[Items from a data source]
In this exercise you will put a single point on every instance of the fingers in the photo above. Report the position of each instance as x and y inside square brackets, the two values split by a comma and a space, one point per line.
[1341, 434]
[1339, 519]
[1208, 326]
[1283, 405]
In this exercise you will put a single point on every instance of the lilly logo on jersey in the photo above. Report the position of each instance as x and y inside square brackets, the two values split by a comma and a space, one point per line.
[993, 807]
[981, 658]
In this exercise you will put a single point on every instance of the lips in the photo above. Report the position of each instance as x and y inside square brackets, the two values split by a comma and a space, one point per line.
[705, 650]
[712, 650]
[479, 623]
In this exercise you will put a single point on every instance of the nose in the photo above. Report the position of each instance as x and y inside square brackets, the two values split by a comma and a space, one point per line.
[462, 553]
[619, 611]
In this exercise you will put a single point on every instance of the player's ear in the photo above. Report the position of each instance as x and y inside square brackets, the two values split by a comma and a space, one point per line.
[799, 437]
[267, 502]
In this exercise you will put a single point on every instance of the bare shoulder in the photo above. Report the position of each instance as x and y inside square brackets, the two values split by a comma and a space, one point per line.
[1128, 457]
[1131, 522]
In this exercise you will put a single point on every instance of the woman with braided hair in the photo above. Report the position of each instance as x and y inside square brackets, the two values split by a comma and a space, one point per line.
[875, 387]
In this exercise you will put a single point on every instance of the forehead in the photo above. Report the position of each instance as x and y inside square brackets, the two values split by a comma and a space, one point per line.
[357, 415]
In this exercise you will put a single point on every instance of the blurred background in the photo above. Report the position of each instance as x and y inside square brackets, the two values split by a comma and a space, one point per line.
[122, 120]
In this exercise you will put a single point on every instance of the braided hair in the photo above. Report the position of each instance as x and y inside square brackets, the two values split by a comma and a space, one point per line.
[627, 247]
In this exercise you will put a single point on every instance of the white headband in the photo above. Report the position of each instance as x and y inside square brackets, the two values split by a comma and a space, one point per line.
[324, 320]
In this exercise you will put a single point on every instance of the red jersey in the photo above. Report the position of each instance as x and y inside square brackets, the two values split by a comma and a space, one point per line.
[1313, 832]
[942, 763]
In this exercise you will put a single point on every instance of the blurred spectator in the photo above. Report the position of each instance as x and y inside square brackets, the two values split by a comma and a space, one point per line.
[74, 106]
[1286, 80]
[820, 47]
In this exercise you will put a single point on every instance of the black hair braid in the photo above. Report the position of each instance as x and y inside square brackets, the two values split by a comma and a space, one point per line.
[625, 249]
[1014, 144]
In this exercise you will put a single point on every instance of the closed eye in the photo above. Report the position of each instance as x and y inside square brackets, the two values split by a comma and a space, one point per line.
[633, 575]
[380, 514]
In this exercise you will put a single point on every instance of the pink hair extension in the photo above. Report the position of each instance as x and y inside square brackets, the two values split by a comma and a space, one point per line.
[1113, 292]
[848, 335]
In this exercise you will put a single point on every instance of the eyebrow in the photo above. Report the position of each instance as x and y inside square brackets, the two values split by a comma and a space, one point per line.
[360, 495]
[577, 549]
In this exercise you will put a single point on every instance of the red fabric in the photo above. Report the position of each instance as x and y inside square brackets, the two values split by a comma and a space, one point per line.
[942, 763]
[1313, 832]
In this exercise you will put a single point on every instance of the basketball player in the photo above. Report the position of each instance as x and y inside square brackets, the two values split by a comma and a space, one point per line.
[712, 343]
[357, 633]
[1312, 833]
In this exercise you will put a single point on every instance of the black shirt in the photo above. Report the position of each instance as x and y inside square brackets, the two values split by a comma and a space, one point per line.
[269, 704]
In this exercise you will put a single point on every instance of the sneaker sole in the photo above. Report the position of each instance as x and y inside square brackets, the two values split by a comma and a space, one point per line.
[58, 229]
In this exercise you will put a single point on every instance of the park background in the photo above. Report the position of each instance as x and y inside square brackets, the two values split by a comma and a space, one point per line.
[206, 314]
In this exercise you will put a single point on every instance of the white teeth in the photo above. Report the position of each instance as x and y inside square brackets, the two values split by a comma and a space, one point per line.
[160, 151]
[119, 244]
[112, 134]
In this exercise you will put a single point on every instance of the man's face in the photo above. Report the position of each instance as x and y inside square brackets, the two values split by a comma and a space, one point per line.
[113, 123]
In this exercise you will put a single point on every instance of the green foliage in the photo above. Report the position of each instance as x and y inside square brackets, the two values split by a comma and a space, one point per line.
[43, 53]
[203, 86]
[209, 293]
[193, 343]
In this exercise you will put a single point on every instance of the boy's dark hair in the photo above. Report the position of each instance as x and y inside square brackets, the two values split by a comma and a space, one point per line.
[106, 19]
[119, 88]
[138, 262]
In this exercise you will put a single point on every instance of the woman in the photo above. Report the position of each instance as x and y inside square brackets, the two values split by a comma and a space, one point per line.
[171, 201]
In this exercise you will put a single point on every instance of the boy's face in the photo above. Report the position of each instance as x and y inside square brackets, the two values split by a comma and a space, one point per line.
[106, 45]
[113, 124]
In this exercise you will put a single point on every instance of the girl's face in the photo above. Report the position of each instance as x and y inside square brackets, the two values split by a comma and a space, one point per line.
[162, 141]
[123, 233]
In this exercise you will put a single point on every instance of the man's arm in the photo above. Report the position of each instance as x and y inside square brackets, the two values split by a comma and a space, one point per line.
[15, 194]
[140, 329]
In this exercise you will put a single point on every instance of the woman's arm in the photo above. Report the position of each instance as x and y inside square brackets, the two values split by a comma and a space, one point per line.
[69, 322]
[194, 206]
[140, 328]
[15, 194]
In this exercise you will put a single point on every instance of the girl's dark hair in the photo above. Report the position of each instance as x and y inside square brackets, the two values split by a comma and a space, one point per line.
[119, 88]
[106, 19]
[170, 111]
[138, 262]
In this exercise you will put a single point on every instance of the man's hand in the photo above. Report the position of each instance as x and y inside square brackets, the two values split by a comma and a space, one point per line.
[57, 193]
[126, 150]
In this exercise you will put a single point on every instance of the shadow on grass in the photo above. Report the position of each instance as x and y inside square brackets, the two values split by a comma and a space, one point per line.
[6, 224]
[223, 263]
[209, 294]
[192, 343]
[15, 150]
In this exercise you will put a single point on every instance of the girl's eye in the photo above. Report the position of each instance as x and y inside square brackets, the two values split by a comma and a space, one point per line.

▸ **AIM OF THE EXERCISE**:
Every record listed above needs to be written out again exactly.

▸ **ANSWER BOX**:
In this exercise you will put a single point on every instance of the fingers in the photo above. Report the position of each instance as x and y inside square brackets, the two values split by a comma and a space, one point per line.
[1341, 434]
[1339, 519]
[1208, 326]
[1283, 405]
In this exercise you will put a single point on every instance of the lilly logo on jersey in the photo above. Report the position of each instance as x and y inside square brackets, the two values split by a comma and a space, one point per line.
[993, 807]
[981, 658]
In this exercise you will put a single point on every instance of the lips in the photo above. Report the position of each instance as x and y inside square brackets, the two values split by a comma and a space, one point per line.
[705, 650]
[712, 650]
[479, 623]
In this exercise you will put a single point on every instance of the nose in the photo above. Report the position of each instance as x and y inside square brackets, the two values split by a comma and a space, one point per line.
[462, 553]
[619, 611]
In this exercise you will put a single point on every instance of the player's ear in the photo above. Report the position of each instance as x and y inside square brackets, the two values split by a comma and a space, one point per line.
[799, 437]
[267, 502]
In this exercise you will put a single point on every instance of the bare shoulder in the photo above. Report the position of each instance as x and y inside square brackets, the two values split by a comma and a space, one point per line.
[1128, 457]
[1131, 522]
In this exercise you will put a single point on every instance of the woman with braided hair in the photo above. Report the position of each instance as x and y inside square brackets, the two values split by a comma and a space, one point per line.
[875, 387]
In this exercise you will put a single point on every instance of the forehead in the photo above. Report the position of each instance as x and y inside square brackets, the two values split by a comma and a space, one point per line.
[357, 415]
In this exercise you will put a single point on every instance of the blurred background in the photo above. Report the position of each instance as x and y inside square brackets, the two values split by a comma and a space, one point per line.
[122, 120]
In this exercise you will put a single point on every instance of the braided hair in the photo above. Report the position of each instance as x and y inside square brackets, the two values split by a comma and a space, one point per line.
[627, 247]
In this exercise you will put a single point on every instance of the white headband in the photo above. Report the position of each instance as x and y inside square brackets, the two values split by a comma and a space, one point per line.
[324, 320]
In this exercise you will put a single point on every instance of the red jersey in the photo above. Report the position of each instance as x and y inside square brackets, the two values split by a comma and a space, one point per line.
[1313, 832]
[942, 763]
In this exercise you will put a single point on every instance of the blurred spectator in the photo above. Report the position of each instance as x and y inside square brackets, the two values split by a comma and a space, one point per line.
[74, 106]
[1286, 80]
[820, 47]
In this exercise you will put a single point on every instance of the black hair braid in the photo above. Report the position of each instance as x and y inside square brackets, the two values split by a comma and a space, one point per line.
[625, 249]
[1014, 144]
In this exercise you will put a single point on every instance of the closed eye in the photo above. Report the position of each instance as x and y inside square brackets, the two values split by a comma and a space, one point per line.
[633, 575]
[380, 514]
In this exercise you will put a single point on every instance of the pink hair extension in the photo above. Report the position of each instance as x and y inside square brackets, the two values split by a comma and a space, one point per line.
[1113, 292]
[848, 335]
In this exercise you will put a single point on every instance of the eyebrow in the photo above. Report the position of each instance as x and y inside square brackets, the two values split by a comma and a space, one point per line.
[360, 495]
[577, 549]
In this exercise you will put a single point on every instance of the red fabric in the photo above. Report the position of each instance as x and y inside square brackets, the two values split by a comma and a space, one point per line.
[942, 763]
[1313, 832]
In this exercise you will put a single point on every instance of the basketball player in the photo above. Report the position of each instance as x and y inside square brackets, the two values split by a comma and a space, one point per line.
[712, 343]
[357, 633]
[1312, 833]
In this exercise you will put a single point on every instance of the black shirt in the photo above. Report the position of each instance as x and y inside square brackets, the two values split by a comma and a space, one point per line.
[269, 704]
In this exercise you will put a single point on every instance of the sneaker sole in the photo above. Report the position of each instance as x and y inside square brackets, the two values split by a comma and a space, one point per line.
[58, 229]
In this exercise you will put a single point on every instance of the park background in the photo above. Report the position of each instance as x and y inside square brackets, the two values split by a comma and a space, one point per line.
[206, 314]
In this exercise you will put a single point on every instance of the white teeth in the photo above. Report the position of each instance as x and y inside square brackets, the two values split by a comma and a space, one point per line.
[160, 151]
[119, 244]
[112, 134]
In this exercise you will put a single point on every instance of the man's face in the photo above. Report the position of each instance as x and y inside square brackets, the two values split by a comma and a space, one point per line.
[113, 123]
In this exercise you will put a single point on every instance of the green foliage in the photo above. Report the position of each instance as x and y inside square brackets, the two values split by a comma and a space, one point per line.
[43, 53]
[203, 86]
[209, 293]
[193, 343]
In this exercise you will put a single point on every instance of the boy's dark hair in the photo above. Report the position of each instance as x and y inside square brackets, the two values split by a comma and a space, one point per line.
[106, 19]
[119, 88]
[138, 262]
In this exercise you will put a single point on every instance of the woman in the photo above. Report the position of each instance as x and y inside square brackets, the two values split by a comma and a space, one point per line.
[171, 201]
In this exercise you will put a single point on every instance of the boy's face in the photo above. Report the position of each instance as x and y inside square brackets, the two values split by a comma and a space, one point per line.
[106, 45]
[113, 124]
In this exercise you will put a single point on every instance of the girl's face in the photo above. Report the position of each instance as x and y inside square brackets, the two values split by a comma and a space, one point per line.
[162, 141]
[123, 233]
In this exercise you will put a single point on every instance of the man's arm in the photo above. Report the position of each instance as x and y inside square brackets, the two values split by a comma and a space, one point per line.
[15, 194]
[140, 329]
In this exercise you will put a single point on every instance of the woman's arm in the photo above. Report the position of each instance as x and y inside square brackets, the two values split by a comma and a space, one point per line.
[69, 322]
[194, 206]
[140, 328]
[15, 194]
In this exercise you will put a single point on every instance of the girl's dark hair in the photo above. Report the position of each instance as x and y inside square brackets, the two values split by a comma and a space, one point per line.
[119, 88]
[106, 19]
[170, 111]
[138, 262]
In this exercise you will put a single point on every instance of the man's hand in the photo above. Report the position of each instance as x and y inside square brackets, the two values split by a comma and a space, one point per line.
[57, 193]
[126, 150]
In this exercise you will put a single point on every instance of the shadow on grass in the photo above. Report the position of each instance as x and y inside square brackets, the two values split by a comma and a space, one point per line.
[6, 224]
[223, 263]
[209, 294]
[192, 343]
[15, 150]
In this exercise you will put a single point on every instance of the girl's eye in the photo above. Report the position of each instance as x and y inside square brackets, the two values split by a comma and a space, one point per line.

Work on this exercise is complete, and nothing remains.